#### Provided information

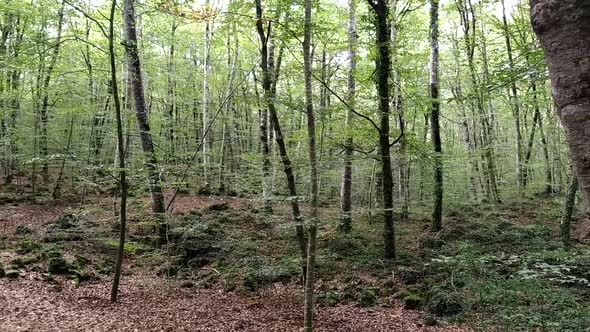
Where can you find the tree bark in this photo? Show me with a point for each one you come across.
(563, 27)
(346, 185)
(269, 98)
(45, 101)
(434, 119)
(141, 112)
(515, 103)
(568, 210)
(383, 68)
(313, 172)
(121, 158)
(206, 100)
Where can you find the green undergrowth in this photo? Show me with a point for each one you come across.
(494, 267)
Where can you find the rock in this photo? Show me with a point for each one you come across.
(223, 206)
(187, 284)
(12, 274)
(430, 320)
(58, 265)
(412, 301)
(67, 221)
(22, 229)
(408, 275)
(444, 305)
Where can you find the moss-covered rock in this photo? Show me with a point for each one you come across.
(445, 304)
(58, 265)
(12, 274)
(22, 230)
(412, 301)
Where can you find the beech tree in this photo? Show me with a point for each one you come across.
(141, 112)
(564, 31)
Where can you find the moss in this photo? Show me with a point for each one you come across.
(412, 301)
(58, 265)
(27, 245)
(445, 304)
(22, 230)
(369, 297)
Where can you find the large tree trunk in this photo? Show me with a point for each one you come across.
(434, 119)
(563, 27)
(383, 68)
(141, 110)
(121, 158)
(346, 186)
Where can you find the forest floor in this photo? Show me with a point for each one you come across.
(231, 267)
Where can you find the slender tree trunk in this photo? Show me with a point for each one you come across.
(563, 27)
(274, 119)
(311, 139)
(45, 100)
(170, 100)
(141, 112)
(206, 100)
(121, 157)
(568, 209)
(383, 68)
(346, 186)
(515, 103)
(434, 119)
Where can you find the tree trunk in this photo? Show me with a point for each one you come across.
(515, 103)
(434, 119)
(568, 209)
(206, 100)
(563, 27)
(121, 157)
(313, 172)
(141, 110)
(383, 68)
(346, 186)
(45, 100)
(269, 97)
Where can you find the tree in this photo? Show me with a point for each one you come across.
(120, 156)
(434, 118)
(313, 171)
(346, 186)
(141, 112)
(563, 28)
(269, 97)
(383, 67)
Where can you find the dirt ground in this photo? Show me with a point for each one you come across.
(148, 304)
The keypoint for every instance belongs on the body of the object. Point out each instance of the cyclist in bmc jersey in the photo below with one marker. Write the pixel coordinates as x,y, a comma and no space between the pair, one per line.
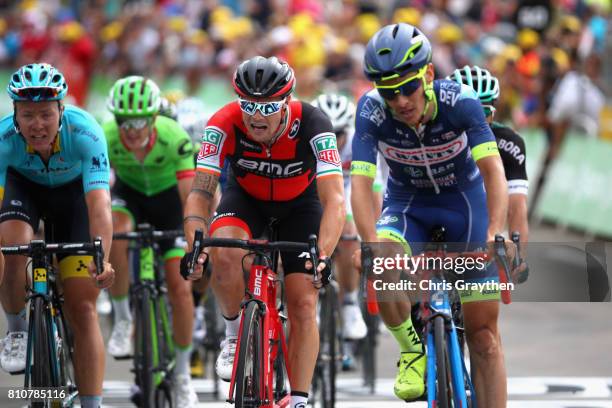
54,166
284,165
153,161
441,154
511,149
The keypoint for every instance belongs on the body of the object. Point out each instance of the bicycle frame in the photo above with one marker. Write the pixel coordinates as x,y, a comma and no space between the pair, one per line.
262,289
439,305
43,287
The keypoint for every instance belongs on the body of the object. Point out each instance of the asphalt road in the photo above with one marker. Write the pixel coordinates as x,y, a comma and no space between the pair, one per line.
558,354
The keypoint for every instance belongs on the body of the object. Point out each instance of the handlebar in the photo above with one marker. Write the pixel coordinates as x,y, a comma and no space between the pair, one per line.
257,245
38,247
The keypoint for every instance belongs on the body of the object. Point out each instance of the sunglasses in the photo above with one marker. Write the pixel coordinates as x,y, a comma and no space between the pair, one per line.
35,94
489,110
134,123
265,108
407,87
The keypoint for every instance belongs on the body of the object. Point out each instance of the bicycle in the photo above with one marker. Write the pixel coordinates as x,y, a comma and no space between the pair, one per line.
330,348
154,355
50,348
448,382
260,373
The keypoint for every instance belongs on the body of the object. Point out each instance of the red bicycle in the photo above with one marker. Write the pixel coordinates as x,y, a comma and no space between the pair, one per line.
261,373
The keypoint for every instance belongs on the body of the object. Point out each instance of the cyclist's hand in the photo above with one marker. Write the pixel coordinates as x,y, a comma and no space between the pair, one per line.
104,279
199,268
521,272
324,269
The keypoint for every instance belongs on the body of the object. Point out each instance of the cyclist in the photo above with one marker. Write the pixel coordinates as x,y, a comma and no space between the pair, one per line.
153,160
284,165
54,166
511,149
341,112
441,153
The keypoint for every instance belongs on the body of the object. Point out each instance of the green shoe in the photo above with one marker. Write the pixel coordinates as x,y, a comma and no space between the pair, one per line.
410,380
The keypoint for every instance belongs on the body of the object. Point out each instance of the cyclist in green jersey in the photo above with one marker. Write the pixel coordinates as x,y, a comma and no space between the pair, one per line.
152,157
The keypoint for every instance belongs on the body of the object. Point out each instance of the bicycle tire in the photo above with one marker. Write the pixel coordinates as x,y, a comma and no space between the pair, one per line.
143,349
41,369
442,380
249,371
324,386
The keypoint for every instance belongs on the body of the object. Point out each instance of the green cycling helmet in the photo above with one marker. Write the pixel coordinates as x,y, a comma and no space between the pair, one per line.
134,96
479,79
37,83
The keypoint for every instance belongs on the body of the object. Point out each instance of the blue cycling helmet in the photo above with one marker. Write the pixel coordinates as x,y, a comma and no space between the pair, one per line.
395,50
37,82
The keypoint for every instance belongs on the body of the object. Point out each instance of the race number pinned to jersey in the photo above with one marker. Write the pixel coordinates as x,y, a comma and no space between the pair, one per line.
326,148
211,142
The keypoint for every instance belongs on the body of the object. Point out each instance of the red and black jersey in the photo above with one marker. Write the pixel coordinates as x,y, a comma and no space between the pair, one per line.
305,150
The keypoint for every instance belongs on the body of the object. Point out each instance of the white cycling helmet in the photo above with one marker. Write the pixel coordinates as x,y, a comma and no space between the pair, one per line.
338,108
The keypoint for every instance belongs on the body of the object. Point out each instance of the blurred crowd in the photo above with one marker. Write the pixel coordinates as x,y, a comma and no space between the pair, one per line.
548,54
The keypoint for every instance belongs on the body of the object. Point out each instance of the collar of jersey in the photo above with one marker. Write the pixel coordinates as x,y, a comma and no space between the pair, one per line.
56,146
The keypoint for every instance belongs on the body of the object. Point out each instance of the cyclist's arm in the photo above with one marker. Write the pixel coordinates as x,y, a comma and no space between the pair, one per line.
199,204
331,195
100,217
486,155
363,173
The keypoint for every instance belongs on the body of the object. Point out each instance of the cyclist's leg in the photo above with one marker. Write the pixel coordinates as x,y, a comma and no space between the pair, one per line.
354,327
301,297
19,218
400,233
236,217
68,221
480,310
125,215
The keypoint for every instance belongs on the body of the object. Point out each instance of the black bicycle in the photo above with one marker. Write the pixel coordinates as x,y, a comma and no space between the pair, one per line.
154,355
50,347
330,347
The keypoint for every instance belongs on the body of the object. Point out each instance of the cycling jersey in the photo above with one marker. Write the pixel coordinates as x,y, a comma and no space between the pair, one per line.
305,150
79,151
512,151
169,157
433,178
442,159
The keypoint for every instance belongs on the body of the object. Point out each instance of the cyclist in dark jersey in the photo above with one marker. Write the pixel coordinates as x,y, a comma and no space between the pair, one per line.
511,149
284,165
441,154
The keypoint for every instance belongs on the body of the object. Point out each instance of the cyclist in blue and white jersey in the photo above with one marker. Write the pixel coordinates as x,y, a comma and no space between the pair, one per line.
441,156
54,166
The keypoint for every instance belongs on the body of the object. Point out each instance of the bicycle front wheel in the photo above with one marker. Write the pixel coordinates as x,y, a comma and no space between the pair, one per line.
249,371
144,364
324,385
443,391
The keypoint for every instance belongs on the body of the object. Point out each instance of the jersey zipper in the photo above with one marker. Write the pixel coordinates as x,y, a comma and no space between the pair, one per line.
270,173
420,135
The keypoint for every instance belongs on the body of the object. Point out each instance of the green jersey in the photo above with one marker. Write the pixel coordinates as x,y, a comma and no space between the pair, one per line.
169,157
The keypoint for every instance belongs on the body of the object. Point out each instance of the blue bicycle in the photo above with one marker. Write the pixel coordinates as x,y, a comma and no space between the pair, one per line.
448,381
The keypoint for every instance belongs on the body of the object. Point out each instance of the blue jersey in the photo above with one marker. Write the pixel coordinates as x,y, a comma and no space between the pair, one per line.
440,157
79,151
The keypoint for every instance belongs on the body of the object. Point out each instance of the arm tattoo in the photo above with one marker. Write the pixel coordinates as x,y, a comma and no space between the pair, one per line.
205,184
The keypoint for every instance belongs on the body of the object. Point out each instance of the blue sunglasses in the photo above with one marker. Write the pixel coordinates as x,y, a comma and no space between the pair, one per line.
265,108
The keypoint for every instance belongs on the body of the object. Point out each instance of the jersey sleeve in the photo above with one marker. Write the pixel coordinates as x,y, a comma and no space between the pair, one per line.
182,150
472,119
513,153
364,142
90,143
215,144
323,143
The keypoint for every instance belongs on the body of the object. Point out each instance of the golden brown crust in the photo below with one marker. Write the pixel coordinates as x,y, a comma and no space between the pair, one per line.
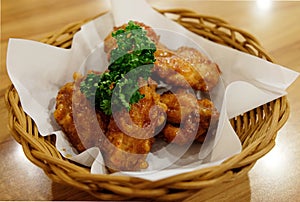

########

--- Required task ---
Count the lines of the data above that contain the string "trunk", and give only the number.

--- The output ---
3